PROBLEM TO SOLVE: Copy each of the following entries line for line, without changing anything.

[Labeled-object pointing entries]
==============================
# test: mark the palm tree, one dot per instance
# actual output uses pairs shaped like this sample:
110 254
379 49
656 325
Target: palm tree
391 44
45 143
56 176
==============================
RESPONSE FOR THIS EXERCISE:
# test: mark the palm tree, one dot per instance
# actual output uses pairs shaped like this sample:
110 254
379 49
656 325
Target: palm tree
391 44
45 143
56 176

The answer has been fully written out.